#### [Exercise data]
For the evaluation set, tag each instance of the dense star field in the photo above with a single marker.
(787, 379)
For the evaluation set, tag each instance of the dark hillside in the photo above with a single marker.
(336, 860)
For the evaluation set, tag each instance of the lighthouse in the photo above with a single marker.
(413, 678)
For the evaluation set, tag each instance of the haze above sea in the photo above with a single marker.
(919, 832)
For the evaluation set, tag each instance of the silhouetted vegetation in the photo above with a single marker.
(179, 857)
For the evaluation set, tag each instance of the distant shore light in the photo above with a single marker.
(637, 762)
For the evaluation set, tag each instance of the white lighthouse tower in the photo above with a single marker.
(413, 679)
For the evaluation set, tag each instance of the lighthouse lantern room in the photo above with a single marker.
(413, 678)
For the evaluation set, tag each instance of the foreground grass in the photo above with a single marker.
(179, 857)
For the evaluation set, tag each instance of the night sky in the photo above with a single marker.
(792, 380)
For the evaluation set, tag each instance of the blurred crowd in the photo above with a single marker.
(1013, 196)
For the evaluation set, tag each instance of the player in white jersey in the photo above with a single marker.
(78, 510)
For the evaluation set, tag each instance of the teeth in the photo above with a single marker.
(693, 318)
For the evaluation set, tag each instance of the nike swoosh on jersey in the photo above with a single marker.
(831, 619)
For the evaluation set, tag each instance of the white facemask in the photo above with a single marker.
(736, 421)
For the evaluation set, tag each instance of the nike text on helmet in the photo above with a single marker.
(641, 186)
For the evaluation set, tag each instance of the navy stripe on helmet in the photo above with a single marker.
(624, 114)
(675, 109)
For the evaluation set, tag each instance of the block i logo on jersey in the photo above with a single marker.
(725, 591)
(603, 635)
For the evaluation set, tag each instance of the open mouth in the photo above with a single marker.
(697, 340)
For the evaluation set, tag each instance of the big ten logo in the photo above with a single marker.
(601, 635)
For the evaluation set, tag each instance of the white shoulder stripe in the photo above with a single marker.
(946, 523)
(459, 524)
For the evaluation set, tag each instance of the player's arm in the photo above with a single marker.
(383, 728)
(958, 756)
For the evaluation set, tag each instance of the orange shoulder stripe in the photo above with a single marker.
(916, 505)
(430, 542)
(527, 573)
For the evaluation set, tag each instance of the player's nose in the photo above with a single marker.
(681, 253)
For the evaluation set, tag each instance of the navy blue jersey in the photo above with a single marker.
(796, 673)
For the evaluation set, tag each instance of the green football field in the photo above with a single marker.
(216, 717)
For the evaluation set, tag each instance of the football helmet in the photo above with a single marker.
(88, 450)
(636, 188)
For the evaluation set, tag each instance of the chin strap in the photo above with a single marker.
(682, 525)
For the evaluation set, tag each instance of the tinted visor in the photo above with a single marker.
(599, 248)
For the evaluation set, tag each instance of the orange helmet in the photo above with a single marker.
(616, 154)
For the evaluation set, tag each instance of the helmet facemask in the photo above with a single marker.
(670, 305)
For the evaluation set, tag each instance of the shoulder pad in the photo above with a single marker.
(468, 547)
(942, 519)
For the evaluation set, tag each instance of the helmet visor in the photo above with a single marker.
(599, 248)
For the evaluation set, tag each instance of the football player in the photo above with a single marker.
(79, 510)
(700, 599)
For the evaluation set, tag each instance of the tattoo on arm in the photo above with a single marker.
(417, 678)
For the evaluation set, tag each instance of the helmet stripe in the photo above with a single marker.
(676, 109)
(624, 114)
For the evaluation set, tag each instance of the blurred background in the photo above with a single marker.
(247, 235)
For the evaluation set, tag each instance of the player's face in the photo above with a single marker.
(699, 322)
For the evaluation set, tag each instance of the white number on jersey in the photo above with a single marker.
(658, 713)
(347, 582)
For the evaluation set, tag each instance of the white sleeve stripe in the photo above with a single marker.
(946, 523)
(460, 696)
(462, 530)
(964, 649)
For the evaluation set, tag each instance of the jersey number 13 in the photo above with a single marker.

#### [Exercise brief]
Rewrite everything from the line containing "For the evaluation set, tag each instance of the tattoo" down to the end of the material, keeping every line in full and scaling only the coordinates given as answers by 0.55, with results rounded to whole numbers and halves rounded up.

#### [Finished exercise]
For the evaluation set, tag each instance of the tattoo on arm in the photo above with a single marker.
(229, 373)
For the evaluation set, tag each instance of the helmet stripe in the photo above with a single marker.
(372, 60)
(343, 63)
For the evaluation set, tag each instance of the blurred background in the photo above with a single marker.
(136, 129)
For the evaluation set, tag each instance of the player's face in the photo above with a single marker.
(384, 177)
For the evaluation set, tag each instance of the white number on jersey in the photo above with a single marker.
(362, 392)
(191, 320)
For the evaluation set, tag each instance of the white sleeve stripe in the photo above with a single marker.
(520, 288)
(253, 383)
(254, 292)
(530, 357)
For the evaluation set, tag each instance of the jersey number 13 in the photo above with a single marker.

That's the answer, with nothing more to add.